**Exercise details:**
Reproduce exactly the lines of the material beneath, from the line that contains "Spot the wooden" to the line that contains "Spot the kimono;", both included, and no other lines.

**Provided information:**
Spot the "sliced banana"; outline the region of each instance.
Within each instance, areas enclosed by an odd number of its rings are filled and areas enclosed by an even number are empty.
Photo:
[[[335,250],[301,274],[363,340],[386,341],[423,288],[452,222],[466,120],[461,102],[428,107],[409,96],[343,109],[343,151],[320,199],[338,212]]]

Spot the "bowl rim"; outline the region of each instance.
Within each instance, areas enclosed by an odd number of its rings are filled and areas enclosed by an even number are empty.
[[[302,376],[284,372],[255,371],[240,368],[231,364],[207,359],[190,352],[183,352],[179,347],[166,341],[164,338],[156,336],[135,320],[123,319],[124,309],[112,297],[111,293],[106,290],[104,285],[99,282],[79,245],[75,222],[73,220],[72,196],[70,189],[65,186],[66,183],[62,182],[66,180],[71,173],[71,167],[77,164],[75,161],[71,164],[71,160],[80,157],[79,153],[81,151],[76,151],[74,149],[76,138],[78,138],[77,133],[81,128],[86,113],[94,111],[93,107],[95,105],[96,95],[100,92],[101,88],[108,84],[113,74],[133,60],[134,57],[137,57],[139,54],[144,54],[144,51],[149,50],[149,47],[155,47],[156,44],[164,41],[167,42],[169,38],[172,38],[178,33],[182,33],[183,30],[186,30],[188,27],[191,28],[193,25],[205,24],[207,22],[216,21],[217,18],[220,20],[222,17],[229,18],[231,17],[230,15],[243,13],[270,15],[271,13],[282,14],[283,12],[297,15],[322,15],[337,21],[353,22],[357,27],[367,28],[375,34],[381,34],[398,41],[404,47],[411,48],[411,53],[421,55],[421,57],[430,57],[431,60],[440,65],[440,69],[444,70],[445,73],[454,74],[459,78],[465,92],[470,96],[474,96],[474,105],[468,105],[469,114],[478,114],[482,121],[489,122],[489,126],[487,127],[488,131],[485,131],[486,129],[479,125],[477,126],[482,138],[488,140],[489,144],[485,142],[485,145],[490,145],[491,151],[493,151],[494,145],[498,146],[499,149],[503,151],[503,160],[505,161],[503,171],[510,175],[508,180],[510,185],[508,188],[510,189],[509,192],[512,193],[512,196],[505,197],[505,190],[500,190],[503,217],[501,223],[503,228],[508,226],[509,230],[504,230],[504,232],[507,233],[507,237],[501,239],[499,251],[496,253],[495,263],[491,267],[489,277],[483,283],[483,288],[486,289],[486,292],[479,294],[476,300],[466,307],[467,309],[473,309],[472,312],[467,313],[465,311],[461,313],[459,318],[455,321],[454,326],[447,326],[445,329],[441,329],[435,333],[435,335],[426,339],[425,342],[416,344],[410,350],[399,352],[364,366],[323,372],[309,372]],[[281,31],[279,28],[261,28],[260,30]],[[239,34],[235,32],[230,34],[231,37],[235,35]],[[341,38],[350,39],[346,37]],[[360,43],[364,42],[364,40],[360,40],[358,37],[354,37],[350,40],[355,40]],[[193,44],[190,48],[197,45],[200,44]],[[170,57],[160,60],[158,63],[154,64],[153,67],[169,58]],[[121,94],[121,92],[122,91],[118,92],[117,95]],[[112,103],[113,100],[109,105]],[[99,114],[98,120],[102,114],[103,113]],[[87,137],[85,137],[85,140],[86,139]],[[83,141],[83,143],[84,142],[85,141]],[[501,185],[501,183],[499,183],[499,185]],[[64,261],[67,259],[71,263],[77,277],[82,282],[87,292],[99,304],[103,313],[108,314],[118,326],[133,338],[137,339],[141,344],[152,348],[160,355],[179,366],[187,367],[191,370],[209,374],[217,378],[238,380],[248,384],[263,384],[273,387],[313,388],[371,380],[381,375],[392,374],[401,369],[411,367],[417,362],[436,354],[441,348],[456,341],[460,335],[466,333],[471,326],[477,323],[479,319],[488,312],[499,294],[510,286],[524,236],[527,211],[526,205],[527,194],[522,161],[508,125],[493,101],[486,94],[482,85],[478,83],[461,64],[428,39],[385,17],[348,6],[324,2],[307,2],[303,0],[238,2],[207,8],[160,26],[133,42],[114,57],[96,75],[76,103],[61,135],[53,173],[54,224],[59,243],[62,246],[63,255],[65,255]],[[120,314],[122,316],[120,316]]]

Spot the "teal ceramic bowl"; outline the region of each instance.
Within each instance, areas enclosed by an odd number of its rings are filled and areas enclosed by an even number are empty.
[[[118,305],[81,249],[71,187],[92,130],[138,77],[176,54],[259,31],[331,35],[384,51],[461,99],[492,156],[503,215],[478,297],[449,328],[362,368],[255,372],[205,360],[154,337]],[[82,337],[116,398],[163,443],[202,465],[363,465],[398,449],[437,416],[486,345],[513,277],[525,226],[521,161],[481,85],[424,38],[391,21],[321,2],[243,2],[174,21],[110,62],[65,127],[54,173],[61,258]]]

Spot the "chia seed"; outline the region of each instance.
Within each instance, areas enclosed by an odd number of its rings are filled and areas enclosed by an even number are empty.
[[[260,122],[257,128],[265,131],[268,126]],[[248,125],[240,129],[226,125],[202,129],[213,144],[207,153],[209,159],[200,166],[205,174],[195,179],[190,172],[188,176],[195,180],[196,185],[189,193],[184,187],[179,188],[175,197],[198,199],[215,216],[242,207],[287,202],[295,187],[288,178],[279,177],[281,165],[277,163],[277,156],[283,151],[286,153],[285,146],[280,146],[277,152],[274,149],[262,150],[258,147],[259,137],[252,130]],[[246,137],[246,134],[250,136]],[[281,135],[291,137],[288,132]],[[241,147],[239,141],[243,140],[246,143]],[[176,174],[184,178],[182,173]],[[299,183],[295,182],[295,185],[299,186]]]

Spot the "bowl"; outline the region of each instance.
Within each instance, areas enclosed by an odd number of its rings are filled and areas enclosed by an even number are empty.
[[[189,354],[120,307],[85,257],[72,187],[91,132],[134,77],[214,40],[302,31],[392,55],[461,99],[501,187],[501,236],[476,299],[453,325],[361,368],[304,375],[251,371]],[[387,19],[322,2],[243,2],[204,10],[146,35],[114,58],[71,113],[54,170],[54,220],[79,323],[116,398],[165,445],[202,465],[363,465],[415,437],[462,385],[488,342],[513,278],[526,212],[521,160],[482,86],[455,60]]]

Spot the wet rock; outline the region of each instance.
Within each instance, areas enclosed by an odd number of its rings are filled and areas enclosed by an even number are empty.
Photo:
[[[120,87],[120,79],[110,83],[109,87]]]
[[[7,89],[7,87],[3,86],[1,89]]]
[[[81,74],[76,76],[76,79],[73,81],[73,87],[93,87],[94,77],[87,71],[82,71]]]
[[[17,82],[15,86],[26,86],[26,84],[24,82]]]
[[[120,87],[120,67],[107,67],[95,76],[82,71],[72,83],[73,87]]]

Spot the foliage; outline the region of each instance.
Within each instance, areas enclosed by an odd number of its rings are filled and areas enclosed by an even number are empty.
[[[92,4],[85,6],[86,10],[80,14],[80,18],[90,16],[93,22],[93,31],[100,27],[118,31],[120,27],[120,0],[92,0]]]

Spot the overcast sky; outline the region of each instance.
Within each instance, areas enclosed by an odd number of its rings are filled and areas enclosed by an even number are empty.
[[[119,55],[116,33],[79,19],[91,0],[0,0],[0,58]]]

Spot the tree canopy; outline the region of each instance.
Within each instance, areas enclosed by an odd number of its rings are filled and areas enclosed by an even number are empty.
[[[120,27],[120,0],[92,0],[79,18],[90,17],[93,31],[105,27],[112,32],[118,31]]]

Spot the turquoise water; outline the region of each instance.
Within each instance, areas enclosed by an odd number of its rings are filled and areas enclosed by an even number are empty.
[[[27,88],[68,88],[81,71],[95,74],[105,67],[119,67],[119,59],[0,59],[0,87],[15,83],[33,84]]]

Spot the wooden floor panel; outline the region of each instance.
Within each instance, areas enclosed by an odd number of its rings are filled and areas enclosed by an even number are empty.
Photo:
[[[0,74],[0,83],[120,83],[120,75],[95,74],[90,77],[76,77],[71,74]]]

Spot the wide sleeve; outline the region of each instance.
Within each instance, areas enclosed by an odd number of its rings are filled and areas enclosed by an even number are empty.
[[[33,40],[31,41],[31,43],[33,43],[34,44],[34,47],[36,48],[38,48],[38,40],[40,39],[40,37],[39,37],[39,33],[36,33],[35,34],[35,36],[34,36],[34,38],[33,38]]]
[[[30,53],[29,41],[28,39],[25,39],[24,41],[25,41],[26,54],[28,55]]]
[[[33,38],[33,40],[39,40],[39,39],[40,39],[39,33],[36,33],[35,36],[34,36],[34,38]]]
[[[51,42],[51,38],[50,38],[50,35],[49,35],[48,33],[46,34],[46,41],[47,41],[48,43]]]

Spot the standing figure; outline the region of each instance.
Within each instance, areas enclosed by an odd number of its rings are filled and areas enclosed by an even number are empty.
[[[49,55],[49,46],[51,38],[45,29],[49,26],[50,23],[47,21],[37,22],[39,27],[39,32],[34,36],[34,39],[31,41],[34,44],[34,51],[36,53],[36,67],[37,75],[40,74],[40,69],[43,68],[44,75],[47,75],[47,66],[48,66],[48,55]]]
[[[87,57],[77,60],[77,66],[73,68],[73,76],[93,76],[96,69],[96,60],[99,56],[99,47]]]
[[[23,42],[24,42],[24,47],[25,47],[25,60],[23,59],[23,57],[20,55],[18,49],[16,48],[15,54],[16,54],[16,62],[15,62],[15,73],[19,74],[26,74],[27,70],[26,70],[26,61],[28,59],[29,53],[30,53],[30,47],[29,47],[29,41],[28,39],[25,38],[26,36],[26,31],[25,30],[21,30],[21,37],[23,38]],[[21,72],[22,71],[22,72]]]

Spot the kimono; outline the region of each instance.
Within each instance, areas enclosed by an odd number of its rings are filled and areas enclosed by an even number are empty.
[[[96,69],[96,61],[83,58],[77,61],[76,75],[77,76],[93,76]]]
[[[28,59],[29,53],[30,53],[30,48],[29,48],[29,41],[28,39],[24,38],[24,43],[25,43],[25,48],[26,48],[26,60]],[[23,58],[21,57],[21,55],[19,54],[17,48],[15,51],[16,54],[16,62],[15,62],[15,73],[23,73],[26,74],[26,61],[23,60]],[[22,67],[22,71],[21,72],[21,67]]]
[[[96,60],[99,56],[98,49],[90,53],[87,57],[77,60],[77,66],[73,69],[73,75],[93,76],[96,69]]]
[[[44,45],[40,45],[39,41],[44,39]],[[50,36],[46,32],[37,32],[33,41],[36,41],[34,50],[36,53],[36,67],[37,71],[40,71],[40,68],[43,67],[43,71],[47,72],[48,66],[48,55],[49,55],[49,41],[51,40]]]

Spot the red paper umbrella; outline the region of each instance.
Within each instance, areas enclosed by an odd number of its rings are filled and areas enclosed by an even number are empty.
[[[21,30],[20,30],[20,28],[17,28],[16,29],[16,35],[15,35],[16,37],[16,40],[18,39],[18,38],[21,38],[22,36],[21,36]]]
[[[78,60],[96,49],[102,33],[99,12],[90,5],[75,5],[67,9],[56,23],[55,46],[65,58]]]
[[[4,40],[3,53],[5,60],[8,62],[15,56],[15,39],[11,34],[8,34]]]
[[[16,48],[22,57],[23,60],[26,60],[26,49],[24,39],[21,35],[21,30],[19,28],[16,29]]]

**Solution for this task:**
Spot the wooden floor panel; outline the region of each instance.
Within each instance, areas enclosed by an odd number of its rings are filled and areas enclosed by an even number are empty.
Photo:
[[[0,74],[0,83],[120,83],[120,75],[95,74],[90,77],[76,77],[71,74]]]

Spot the wide sleeve; outline the region of each instance.
Within each instance, areas enclosed by an odd number of its rings are filled and areas enclosed by an even number are empty.
[[[33,40],[31,41],[31,43],[33,43],[34,44],[34,47],[36,48],[38,48],[38,40],[40,39],[40,37],[39,37],[39,33],[36,33],[35,34],[35,36],[34,36],[34,38],[33,38]]]
[[[30,53],[29,41],[28,39],[25,39],[24,41],[25,41],[26,54],[28,55]]]
[[[33,38],[33,40],[39,40],[39,39],[40,39],[39,33],[36,33],[35,36],[34,36],[34,38]]]
[[[51,42],[51,38],[50,38],[50,35],[49,35],[48,33],[46,34],[46,41],[47,41],[48,43]]]

Spot the standing figure; outline the region of each instance.
Within each instance, areas enclosed by an odd number of its rings are filled and areas enclosed by an even number are empty.
[[[49,55],[49,46],[51,38],[45,29],[49,26],[50,23],[47,21],[37,22],[39,27],[39,32],[34,36],[34,39],[31,41],[34,44],[34,51],[36,53],[36,67],[37,75],[40,74],[40,69],[43,68],[44,75],[47,75],[47,66],[48,66],[48,55]]]
[[[87,57],[77,60],[77,66],[73,68],[73,76],[93,76],[96,69],[96,60],[99,56],[99,47]]]
[[[23,42],[24,42],[24,47],[25,47],[25,60],[23,59],[23,57],[20,55],[18,49],[16,48],[15,54],[16,54],[16,62],[15,62],[15,73],[19,74],[26,74],[27,70],[26,70],[26,61],[28,59],[29,53],[30,53],[30,47],[29,47],[29,41],[28,39],[25,38],[26,36],[26,31],[25,30],[21,30],[21,37],[23,38]],[[21,72],[22,71],[22,72]]]

Spot the kimono; outline the region of each instance.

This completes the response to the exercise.